◆ What needs to be done ◆
Pick out every line of the data below that contains the word "harbor", and copy each one out in full.

◆ Records supplied ◆
--------------------
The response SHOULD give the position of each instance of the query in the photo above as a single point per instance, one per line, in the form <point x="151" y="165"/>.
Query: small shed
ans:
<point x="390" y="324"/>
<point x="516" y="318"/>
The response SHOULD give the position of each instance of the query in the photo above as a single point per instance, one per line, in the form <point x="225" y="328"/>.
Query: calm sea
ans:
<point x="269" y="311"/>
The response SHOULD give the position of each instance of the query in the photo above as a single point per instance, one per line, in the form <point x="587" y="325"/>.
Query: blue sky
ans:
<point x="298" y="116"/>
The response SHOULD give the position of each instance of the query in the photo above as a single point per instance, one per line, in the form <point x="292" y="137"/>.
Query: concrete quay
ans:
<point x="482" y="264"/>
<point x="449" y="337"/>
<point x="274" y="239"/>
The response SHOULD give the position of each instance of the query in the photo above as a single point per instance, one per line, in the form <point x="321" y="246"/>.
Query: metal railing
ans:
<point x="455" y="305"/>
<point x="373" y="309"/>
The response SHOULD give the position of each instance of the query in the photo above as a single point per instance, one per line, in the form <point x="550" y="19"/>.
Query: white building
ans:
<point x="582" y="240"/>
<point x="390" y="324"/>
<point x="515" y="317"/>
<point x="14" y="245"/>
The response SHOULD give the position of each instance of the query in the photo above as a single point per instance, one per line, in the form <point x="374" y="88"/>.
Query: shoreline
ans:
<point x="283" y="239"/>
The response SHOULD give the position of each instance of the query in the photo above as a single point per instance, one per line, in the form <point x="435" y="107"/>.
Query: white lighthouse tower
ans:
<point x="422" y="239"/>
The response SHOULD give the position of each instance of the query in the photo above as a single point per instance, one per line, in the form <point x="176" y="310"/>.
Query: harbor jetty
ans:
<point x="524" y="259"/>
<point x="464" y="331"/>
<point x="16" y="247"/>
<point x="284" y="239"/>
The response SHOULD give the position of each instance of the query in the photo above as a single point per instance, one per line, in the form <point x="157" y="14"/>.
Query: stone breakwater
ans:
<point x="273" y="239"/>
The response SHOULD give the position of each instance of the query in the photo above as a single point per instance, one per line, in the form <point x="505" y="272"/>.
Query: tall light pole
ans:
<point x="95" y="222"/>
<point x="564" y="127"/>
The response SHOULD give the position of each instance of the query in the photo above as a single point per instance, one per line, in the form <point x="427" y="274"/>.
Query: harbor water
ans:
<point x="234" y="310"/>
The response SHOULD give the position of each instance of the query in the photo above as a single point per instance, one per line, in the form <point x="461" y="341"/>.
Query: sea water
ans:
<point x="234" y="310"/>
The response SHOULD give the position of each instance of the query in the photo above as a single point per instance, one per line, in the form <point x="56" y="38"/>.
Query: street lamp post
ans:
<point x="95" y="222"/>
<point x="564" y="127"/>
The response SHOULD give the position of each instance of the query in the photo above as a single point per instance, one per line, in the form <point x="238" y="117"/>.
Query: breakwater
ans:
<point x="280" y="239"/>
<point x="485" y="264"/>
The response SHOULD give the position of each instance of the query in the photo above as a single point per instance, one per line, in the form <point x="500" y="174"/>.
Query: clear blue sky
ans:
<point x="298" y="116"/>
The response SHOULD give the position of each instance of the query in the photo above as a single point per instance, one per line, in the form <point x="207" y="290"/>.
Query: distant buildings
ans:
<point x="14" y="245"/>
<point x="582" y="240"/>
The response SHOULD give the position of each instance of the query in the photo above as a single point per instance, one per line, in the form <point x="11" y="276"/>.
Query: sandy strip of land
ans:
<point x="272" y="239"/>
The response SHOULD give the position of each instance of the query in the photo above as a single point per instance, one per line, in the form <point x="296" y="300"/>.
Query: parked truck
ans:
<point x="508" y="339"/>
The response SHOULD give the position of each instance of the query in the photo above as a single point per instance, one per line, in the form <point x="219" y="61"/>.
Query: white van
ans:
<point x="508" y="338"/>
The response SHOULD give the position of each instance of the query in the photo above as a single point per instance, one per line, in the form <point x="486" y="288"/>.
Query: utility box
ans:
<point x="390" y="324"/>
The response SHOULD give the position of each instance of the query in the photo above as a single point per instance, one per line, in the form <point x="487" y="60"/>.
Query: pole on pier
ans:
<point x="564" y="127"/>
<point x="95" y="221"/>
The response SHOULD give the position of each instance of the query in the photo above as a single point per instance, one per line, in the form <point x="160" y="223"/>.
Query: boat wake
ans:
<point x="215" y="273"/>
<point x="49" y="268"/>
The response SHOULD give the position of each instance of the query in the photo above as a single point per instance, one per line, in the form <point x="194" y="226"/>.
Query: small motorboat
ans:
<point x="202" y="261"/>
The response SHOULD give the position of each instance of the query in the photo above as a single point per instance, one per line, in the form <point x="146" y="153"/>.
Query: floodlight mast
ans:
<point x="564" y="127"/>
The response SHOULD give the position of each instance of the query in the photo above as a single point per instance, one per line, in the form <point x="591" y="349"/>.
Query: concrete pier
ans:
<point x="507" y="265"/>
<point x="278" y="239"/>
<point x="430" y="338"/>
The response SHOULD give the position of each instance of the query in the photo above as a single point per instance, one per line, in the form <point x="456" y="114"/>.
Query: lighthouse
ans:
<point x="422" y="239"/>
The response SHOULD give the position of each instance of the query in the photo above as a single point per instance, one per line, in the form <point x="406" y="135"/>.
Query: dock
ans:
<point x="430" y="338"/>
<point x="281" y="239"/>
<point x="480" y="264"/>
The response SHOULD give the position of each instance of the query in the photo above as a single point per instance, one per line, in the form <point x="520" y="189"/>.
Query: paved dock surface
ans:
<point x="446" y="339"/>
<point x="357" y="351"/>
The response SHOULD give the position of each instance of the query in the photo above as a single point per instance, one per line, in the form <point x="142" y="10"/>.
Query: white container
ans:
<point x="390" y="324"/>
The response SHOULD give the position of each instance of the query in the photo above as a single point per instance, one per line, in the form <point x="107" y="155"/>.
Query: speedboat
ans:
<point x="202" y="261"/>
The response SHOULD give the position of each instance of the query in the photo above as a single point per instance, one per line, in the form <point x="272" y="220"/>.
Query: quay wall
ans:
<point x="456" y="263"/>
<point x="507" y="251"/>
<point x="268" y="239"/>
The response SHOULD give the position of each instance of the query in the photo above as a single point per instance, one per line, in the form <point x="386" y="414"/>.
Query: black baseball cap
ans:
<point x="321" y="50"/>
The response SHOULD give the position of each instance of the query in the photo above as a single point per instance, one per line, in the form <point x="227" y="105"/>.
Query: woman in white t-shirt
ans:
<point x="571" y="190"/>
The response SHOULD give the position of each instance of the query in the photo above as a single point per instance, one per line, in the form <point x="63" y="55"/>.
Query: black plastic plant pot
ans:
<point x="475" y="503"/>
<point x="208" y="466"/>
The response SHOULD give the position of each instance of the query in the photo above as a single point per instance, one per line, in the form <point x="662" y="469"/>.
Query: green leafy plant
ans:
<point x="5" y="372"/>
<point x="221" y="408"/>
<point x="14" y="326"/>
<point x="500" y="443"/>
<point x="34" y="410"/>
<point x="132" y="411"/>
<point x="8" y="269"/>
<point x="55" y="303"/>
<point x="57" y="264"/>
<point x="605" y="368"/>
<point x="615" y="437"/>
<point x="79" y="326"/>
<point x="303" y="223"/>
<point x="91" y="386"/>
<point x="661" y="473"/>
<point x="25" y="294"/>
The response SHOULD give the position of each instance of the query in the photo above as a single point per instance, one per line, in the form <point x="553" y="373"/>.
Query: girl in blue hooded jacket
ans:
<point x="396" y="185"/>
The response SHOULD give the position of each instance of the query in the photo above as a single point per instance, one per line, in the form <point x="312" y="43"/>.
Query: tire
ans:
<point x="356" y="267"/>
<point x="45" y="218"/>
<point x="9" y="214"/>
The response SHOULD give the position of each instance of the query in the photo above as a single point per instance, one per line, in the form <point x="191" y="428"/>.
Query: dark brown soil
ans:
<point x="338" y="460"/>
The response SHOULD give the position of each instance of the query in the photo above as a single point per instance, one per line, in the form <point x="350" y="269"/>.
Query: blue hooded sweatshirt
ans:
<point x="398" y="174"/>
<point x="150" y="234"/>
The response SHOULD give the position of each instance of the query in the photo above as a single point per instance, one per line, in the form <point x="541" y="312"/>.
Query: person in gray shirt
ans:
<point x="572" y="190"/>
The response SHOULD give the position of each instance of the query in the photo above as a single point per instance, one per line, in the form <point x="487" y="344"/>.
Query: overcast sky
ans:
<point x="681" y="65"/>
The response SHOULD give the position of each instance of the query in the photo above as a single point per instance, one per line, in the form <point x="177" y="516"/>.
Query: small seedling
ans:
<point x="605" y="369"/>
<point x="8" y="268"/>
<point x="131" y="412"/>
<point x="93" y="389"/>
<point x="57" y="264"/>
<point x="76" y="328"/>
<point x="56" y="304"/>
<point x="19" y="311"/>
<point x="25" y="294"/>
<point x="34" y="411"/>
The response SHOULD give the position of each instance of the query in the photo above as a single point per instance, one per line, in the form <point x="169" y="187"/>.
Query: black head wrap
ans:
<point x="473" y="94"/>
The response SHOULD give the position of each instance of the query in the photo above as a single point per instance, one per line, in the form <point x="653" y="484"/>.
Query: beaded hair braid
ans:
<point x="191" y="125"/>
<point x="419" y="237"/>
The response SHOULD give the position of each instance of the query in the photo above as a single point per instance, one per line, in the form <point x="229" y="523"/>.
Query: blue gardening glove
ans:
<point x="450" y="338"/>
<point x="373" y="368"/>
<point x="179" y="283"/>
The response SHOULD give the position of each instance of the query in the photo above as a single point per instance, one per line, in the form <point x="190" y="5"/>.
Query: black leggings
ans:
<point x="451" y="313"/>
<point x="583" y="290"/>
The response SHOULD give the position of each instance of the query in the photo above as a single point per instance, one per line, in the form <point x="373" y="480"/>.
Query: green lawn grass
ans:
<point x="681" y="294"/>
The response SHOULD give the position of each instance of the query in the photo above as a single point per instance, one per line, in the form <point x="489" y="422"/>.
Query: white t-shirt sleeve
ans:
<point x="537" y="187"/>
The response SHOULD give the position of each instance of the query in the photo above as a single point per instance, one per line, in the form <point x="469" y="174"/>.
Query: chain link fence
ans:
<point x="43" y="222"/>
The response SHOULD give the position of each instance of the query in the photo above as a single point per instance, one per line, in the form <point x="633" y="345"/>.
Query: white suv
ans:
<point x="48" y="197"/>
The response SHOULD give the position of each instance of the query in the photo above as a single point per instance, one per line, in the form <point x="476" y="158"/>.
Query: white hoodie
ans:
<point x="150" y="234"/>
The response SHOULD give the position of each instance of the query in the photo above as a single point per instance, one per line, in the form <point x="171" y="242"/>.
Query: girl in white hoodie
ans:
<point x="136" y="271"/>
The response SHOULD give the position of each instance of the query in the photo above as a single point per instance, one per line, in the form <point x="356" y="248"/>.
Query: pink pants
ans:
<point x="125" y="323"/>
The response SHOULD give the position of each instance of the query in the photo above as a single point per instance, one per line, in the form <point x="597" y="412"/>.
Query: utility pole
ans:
--------------------
◆ Solution for this task ◆
Query: harbor jetty
Query: harbor water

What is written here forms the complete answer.